• GOAL:
Rewrite the material below with every "instance" swapped for "occurrence", changing nothing else. Leave the pictures out.

** Start of SUPPLIED MATERIAL **

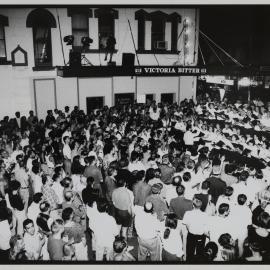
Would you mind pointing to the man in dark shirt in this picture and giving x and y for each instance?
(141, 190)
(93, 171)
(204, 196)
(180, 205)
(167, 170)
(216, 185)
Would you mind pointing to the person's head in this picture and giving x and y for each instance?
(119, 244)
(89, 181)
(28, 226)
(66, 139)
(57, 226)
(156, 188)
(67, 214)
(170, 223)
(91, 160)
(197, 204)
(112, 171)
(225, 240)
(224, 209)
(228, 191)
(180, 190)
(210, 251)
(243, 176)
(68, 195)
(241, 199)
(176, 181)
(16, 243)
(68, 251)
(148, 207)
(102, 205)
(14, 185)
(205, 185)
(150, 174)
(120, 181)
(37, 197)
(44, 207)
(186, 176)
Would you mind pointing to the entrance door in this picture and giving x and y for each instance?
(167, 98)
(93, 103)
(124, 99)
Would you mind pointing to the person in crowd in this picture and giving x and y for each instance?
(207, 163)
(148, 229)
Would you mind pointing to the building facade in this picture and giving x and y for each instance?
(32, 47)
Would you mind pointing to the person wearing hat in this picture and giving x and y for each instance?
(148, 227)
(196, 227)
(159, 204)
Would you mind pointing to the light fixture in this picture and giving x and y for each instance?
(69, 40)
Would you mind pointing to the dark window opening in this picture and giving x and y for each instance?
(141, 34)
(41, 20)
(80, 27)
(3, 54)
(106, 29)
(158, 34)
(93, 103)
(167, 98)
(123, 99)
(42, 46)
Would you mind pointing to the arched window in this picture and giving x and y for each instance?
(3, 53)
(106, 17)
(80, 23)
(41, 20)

** End of SUPPLIED MATERIAL **

• ANSWER TO THE EXERCISE:
Would you mind pointing to the man in dark shirt in this picture and giving x and y for each occurrence?
(141, 190)
(93, 171)
(204, 196)
(180, 205)
(167, 170)
(216, 185)
Would you mind pointing to the person's head in this picture and giving x and y for each occurrence?
(119, 244)
(89, 181)
(28, 226)
(66, 139)
(57, 226)
(156, 188)
(67, 214)
(170, 223)
(91, 160)
(197, 204)
(112, 171)
(225, 240)
(224, 209)
(228, 191)
(180, 190)
(210, 251)
(243, 176)
(68, 195)
(241, 199)
(176, 181)
(16, 243)
(68, 251)
(148, 207)
(102, 205)
(14, 185)
(205, 185)
(150, 174)
(120, 181)
(37, 197)
(44, 207)
(186, 176)
Would you mind pointing to the entrance door in this picture and giving x and y for each occurrence?
(167, 98)
(93, 103)
(124, 99)
Would you mind pointing to the person in crowd in this picture and giving x and y for each occurrence?
(207, 163)
(148, 229)
Would you mind pointing to the building facade in this picture and giving x and y for each occurrence?
(32, 47)
Would you mind pointing to the person wearing hat in this picture and giving x and y for each occurrence?
(148, 227)
(196, 227)
(159, 204)
Would you mind pointing to the light fixture in this picture and giving x and y for each occurrence?
(69, 40)
Would you mind pointing to the dark window opening in this picture and giving x and y for each occurrence?
(141, 34)
(41, 20)
(80, 27)
(3, 54)
(106, 29)
(158, 34)
(93, 103)
(167, 98)
(123, 99)
(42, 46)
Would you mind pointing to the arched window in this picture and giving x and y for each occurrence?
(3, 53)
(106, 17)
(80, 23)
(41, 20)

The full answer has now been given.